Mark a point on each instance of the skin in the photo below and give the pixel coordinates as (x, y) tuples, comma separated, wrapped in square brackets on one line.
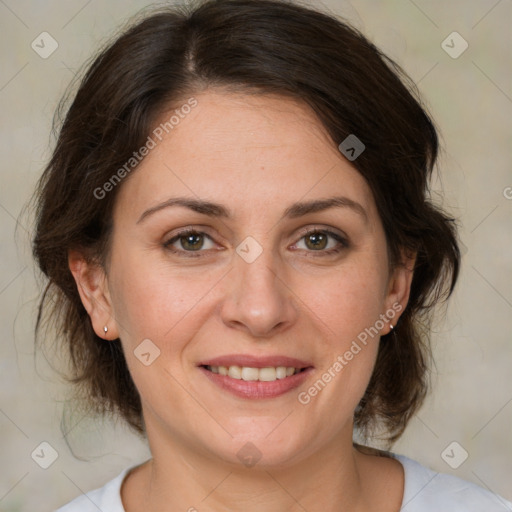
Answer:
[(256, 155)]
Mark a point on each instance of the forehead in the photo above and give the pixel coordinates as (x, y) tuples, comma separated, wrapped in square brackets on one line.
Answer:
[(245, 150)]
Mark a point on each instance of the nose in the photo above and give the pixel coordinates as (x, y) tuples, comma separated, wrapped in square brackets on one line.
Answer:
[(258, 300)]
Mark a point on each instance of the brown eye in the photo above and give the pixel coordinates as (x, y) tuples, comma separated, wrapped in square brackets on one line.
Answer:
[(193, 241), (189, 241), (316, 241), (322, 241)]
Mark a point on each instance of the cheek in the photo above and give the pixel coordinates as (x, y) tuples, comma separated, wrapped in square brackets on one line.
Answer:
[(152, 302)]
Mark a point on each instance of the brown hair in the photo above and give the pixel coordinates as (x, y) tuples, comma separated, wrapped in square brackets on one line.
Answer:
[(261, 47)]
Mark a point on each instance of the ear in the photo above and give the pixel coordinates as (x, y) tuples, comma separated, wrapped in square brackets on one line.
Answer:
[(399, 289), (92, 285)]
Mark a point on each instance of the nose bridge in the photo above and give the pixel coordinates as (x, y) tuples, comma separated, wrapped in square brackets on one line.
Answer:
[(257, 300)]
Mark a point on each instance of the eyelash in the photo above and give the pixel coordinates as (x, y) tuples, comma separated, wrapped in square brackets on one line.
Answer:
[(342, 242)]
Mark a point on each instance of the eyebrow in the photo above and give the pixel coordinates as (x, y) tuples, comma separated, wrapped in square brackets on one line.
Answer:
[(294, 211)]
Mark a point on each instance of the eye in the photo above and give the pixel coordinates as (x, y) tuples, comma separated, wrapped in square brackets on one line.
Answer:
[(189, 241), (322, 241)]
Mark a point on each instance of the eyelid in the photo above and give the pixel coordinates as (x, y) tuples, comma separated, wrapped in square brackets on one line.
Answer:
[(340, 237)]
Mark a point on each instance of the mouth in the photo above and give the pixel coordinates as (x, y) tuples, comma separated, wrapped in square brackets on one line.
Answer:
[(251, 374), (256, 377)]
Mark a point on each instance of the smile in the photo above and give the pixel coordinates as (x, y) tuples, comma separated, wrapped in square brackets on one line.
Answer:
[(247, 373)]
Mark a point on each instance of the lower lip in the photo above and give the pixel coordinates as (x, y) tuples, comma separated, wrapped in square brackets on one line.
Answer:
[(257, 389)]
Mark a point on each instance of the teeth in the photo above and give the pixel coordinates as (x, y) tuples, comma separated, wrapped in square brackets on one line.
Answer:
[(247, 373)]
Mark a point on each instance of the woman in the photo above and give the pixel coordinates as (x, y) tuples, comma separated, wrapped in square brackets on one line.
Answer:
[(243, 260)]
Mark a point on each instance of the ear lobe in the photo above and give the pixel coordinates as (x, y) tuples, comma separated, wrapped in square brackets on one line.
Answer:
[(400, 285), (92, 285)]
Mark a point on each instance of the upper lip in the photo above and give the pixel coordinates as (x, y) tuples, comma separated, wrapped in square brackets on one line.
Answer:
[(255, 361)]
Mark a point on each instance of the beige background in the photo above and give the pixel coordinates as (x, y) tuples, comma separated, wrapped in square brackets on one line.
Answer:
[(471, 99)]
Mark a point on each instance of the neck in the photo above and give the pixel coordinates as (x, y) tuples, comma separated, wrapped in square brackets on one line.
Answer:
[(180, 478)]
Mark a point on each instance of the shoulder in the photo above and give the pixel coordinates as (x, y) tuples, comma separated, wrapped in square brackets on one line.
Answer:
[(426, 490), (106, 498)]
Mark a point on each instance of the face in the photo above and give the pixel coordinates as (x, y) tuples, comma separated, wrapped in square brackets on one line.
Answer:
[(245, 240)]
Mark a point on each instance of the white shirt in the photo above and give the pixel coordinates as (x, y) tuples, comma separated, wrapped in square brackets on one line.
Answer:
****************
» About this exercise
No pictures, please. Output the listing above exactly as it stands.

» Written answer
Mark a point on each instance of the skin in the photo below and give the pixel coordinates as (x, y) tuples, comma separated, wrapped in square brackets on one line.
Answer:
[(256, 155)]
Mark a point on each instance of the forehead in the photo above and give the pixel coordinates as (x, y) tuples, comma separated, wrapped in square brackets on one line.
Answer:
[(245, 150)]
Mark a point on each instance of the nose in the photo above and give the pixel coordinates as (x, y) tuples, comma separated, wrapped in square brackets on one line.
Answer:
[(258, 300)]
Mark a point on each instance of the brown eye in the photo above and give the pixel coordinates as (x, y) tuples, comma separated, wrapped in square brackets on one line.
Answer:
[(193, 241), (189, 241), (316, 241), (322, 241)]
Mark a point on each instance of the cheek in the photo above and give the pixel coordinates as (x, y) tuples, comma separated, wrapped in square brackets on one line.
Answer:
[(152, 302)]
Mark a point on each instance of the brown hair in the photo above and give the pixel coordinates as (x, y) tuples, comma separated, wrapped in square brackets on one line.
Answer:
[(261, 47)]
Mark a point on each instance of the ear in the photo above and give the pixel coordinates as (x, y) tuples, comma separated, wrapped in square brackets on one line.
Answer:
[(399, 289), (92, 285)]
Mark a point on each instance of the nose bridge in the photo above and give the pixel coordinates as (x, y) tuples, comma separated, wrapped in square brackets on one line.
Answer:
[(257, 300)]
Mark a point on each instance of the eyelash in the photo above and give the pixel coordinates as (x, y) tuples, comma separated, wrapped in square brackets on one line.
Answer:
[(342, 242)]
Mark a point on each instance of the eyebrow in the photo above and give the pixel coordinates as (x, y) tuples, comma separated, wrapped in square brackets on one line.
Answer:
[(294, 211)]
Mark a point on each instance of the eye in the photo above and give the pixel coordinates as (x, y) tuples, comma separated, wrapped in square brackets on one line.
Answer:
[(189, 241), (322, 241)]
Mark a point on each instance of the eyelid in the photo above and give the pixel coordinates as (x, y) tuples, comma separated, wrapped in square brackets on one line.
Answer:
[(340, 237)]
Mark a point on each instance of the mouth in the photo above and give the pixel coordinates as (x, y) tuples, comma separated, wrapped in square brackets on one line.
Answer:
[(251, 374), (256, 377)]
Mark a point on each instance of the smile in the photo above and give the pixel coordinates as (x, y) tuples, comma separated, wrapped in square brackets on one line.
Answer:
[(247, 373)]
Mark a point on each instance of the lower lip in the photo above and give the pixel coordinates as (x, y) tuples, comma separated, wrapped in square brackets on one line.
Answer:
[(257, 389)]
Mark a point on each instance of the teeth in the photo above and give the pixel coordinates as (x, y) tuples, comma separated, wrapped in square brackets on one line.
Answer:
[(247, 373)]
Mark a point on each instance of the woman in the photo above and give the pixel coordinates as (x, y) tuples, comma separated, wrapped in square brackets on one line.
Answer:
[(243, 260)]
Mark a point on each instance of the ear lobe in the photo above and give the pixel coordinates as (x, y) tuples, comma separated, wrapped in square brackets on one line.
Answer:
[(400, 285), (92, 285)]
Mark a point on each instance of the upper lip in the photo above and give the pixel coordinates as (x, y) tuples, comma separated, wrapped in square brackets on one line.
Answer:
[(255, 361)]
Mark a point on each instance of the beige background in the photo above and give the pixel coordinates as (x, y) tuples, comma separated, wrapped in square brackets on one line.
Answer:
[(471, 99)]
Mark a point on each instance of the neck in the photo above and give the pixel coordinates as (x, y) tuples, comma separated, wrapped in square brackets on one line.
Answer:
[(180, 478)]
Mark a point on each instance of the shoulder in the photo above and give the pixel coordinates as (x, y) tuples, comma separated, wrapped in square brackets on one line.
Answer:
[(426, 490), (106, 498)]
Mark a point on each instance of the face in the photo above and give the pixel coordinates as (x, y) tuples, comma separated, wrapped in square brackets on one line.
Answer:
[(245, 240)]
Mark a point on each instance of the white shirt in the photo above and give the pixel coordinates as (x, y) tuples, comma separated, wrapped in square brackets on one line.
Answer:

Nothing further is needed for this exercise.